Photo-based referring expression data:
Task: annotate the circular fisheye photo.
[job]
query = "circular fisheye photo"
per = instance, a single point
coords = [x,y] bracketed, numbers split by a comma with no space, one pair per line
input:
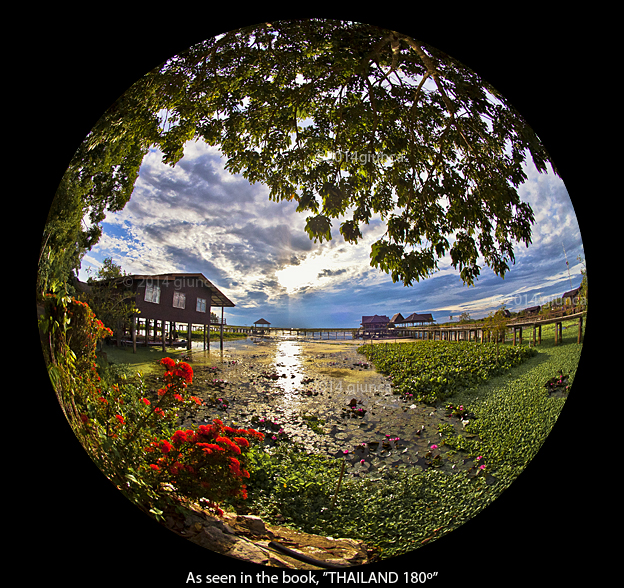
[312,295]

_WORK TO COMPLETE_. When a record holds a picture, leave that picture out; copy the rest verbatim.

_SOLUTION BELOW_.
Task: annotate the circular fisheye photo.
[job]
query = "circular fisheye photo"
per = instance, a single point
coords = [x,y] bracketed, numbers split by a comma with no space, one pair per line
input:
[312,295]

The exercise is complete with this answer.